*** Begin section ***
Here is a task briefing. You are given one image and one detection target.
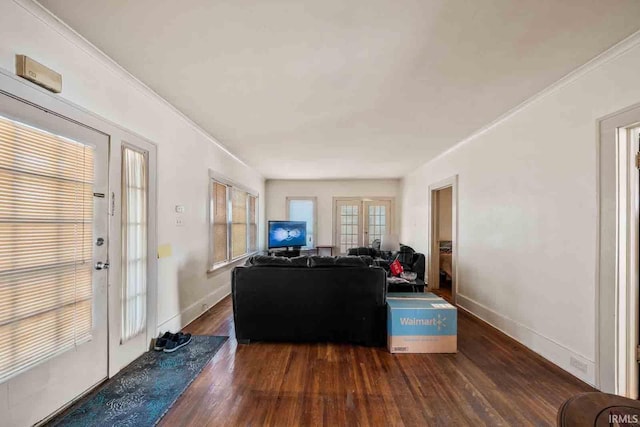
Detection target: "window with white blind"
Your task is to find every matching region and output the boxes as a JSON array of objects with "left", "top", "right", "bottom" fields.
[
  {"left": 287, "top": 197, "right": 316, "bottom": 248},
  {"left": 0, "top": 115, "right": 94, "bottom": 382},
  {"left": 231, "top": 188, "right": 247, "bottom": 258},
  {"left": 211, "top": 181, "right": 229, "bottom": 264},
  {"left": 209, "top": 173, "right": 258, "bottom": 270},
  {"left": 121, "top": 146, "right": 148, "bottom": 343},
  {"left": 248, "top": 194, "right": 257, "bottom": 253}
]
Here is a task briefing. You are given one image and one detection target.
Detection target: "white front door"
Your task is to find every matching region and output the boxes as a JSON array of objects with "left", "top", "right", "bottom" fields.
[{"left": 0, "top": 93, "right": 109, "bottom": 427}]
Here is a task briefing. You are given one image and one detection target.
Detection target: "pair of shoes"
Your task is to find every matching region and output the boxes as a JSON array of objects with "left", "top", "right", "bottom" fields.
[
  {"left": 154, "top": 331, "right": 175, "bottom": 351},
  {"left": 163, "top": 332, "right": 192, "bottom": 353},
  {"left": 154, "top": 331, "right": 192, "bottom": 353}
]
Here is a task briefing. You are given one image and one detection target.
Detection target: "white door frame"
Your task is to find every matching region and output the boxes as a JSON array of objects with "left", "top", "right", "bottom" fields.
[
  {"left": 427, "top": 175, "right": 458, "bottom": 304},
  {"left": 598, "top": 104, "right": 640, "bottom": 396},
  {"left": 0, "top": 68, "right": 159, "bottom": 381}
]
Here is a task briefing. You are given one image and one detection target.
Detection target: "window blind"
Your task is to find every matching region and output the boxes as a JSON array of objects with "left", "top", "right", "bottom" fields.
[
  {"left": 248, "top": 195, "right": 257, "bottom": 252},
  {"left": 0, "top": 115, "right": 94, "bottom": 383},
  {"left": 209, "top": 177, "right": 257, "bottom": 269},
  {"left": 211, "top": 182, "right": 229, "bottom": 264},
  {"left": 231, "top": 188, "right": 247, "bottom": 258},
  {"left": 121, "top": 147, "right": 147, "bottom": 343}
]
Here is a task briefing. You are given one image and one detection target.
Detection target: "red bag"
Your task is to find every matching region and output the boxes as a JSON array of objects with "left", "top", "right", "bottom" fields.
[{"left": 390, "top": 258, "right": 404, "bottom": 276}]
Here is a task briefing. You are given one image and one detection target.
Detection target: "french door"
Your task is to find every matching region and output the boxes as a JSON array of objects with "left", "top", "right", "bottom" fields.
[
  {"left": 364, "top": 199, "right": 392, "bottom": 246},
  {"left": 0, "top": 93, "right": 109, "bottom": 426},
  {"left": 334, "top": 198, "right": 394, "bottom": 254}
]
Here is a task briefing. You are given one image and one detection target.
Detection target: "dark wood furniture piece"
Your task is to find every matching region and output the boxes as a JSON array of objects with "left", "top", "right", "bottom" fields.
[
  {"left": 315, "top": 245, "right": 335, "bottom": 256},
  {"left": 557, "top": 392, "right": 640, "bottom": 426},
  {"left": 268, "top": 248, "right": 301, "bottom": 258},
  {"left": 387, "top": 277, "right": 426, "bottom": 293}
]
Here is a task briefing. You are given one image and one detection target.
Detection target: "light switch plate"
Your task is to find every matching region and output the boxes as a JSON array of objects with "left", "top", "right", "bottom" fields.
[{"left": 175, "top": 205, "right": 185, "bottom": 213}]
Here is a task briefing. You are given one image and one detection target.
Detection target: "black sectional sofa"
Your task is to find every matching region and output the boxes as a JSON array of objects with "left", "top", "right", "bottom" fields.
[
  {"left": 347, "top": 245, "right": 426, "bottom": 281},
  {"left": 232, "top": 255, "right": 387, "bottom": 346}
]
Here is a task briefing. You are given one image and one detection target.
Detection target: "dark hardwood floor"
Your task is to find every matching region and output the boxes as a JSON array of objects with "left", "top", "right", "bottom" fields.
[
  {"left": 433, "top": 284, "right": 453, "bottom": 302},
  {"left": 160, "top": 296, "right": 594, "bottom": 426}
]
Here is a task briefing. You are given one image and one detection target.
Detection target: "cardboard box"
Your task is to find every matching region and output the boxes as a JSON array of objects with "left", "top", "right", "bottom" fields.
*** End section ***
_WHAT YOU HAVE TO DO_
Copy the listing exactly but drop its images.

_SOLUTION FOR THIS EXERCISE_
Here is a task briefing. You are given one image and one detection target.
Detection target: "window with white blind"
Your task is to find every matching region and output the boxes as a JSON array of objects with "left", "top", "right", "bottom" fields.
[
  {"left": 287, "top": 197, "right": 316, "bottom": 248},
  {"left": 0, "top": 115, "right": 94, "bottom": 382},
  {"left": 231, "top": 188, "right": 247, "bottom": 258},
  {"left": 211, "top": 181, "right": 229, "bottom": 264},
  {"left": 209, "top": 173, "right": 258, "bottom": 270},
  {"left": 121, "top": 146, "right": 148, "bottom": 343},
  {"left": 248, "top": 194, "right": 257, "bottom": 253}
]
Here is a task briefing. You are given one image and one detection target.
Detection target: "white front door"
Your task is to find every matching region and output the boxes as a JSON array of objects with "left", "top", "right", "bottom" fields.
[{"left": 0, "top": 93, "right": 109, "bottom": 427}]
Here is a task briefing. You are given one image and one detection target.
Detection target: "pair of shoes"
Your task is to find every matching region and output the boxes as a JSON array of objects with "left", "top", "right", "bottom" fields.
[
  {"left": 154, "top": 331, "right": 175, "bottom": 351},
  {"left": 163, "top": 332, "right": 192, "bottom": 353},
  {"left": 154, "top": 331, "right": 192, "bottom": 353}
]
Here is a task briefing. You are given one image and one detection target.
Detection target: "white door frame"
Your task is to find every matching region and output the boxes as a JSON array of objects with "left", "top", "right", "bottom" fields.
[
  {"left": 427, "top": 175, "right": 458, "bottom": 304},
  {"left": 598, "top": 104, "right": 640, "bottom": 396},
  {"left": 0, "top": 68, "right": 159, "bottom": 381}
]
Here is a task briefing. You are given one image and one detection target.
Detection target: "window blind"
Your task is to find every matching region and output the boxes as a JSON array of objects with "left", "top", "right", "bottom" fields.
[
  {"left": 248, "top": 195, "right": 257, "bottom": 252},
  {"left": 0, "top": 115, "right": 94, "bottom": 383},
  {"left": 209, "top": 177, "right": 257, "bottom": 269},
  {"left": 211, "top": 182, "right": 229, "bottom": 264},
  {"left": 231, "top": 188, "right": 247, "bottom": 258},
  {"left": 121, "top": 147, "right": 147, "bottom": 343}
]
Here is a task briefing. You are given one image and one detection target.
Detection target: "red bag"
Your task is to find every matching region and output the boxes as a JSON array of objects with "left", "top", "right", "bottom" fields.
[{"left": 390, "top": 258, "right": 404, "bottom": 276}]
Here is a task briefing. You are given one image and one detection target.
Detection target: "french door"
Your task is to find every matching region and output the boxes as a JSON array of objects with "left", "top", "right", "bottom" fields.
[
  {"left": 364, "top": 199, "right": 392, "bottom": 246},
  {"left": 0, "top": 93, "right": 109, "bottom": 426},
  {"left": 334, "top": 198, "right": 394, "bottom": 254}
]
Here is a task briefing. You are given one image and one detection target.
Detection target: "dark wood furniture piece"
Your task is to find every matching region and output the boxes as a JSON array of objects with "left", "top", "right", "bottom" fields.
[
  {"left": 315, "top": 245, "right": 335, "bottom": 256},
  {"left": 557, "top": 392, "right": 640, "bottom": 426},
  {"left": 268, "top": 248, "right": 301, "bottom": 258},
  {"left": 387, "top": 277, "right": 426, "bottom": 293}
]
Here is a task briefing. You are given one image and one detection target.
Detection target: "light switch plate"
Your task is to find every matching region and output the boxes as a JSON array of objects with "left", "top", "right", "bottom" fields.
[{"left": 175, "top": 205, "right": 185, "bottom": 213}]
Here is a task briefing. You are given one image and one detection target.
Detection target: "black sectional sofa"
Your task is to find every matching region and output the boxes as a JSON array of objects with "left", "top", "right", "bottom" fields.
[
  {"left": 347, "top": 245, "right": 426, "bottom": 281},
  {"left": 232, "top": 255, "right": 387, "bottom": 346}
]
Here is a task briefing. You are given one image and one detection target.
Detection target: "dark hardwood floor"
Your task is to find every matching region and output the boxes as a JSON array of objects with "left", "top", "right", "bottom" fields.
[
  {"left": 433, "top": 284, "right": 453, "bottom": 302},
  {"left": 160, "top": 296, "right": 594, "bottom": 426}
]
Here is a task briefing. You are given one image and one detection target.
Detection target: "cardboard box"
Your task is to find every matching region and output the boxes as a JSON array of objects with "left", "top", "right", "bottom" fields.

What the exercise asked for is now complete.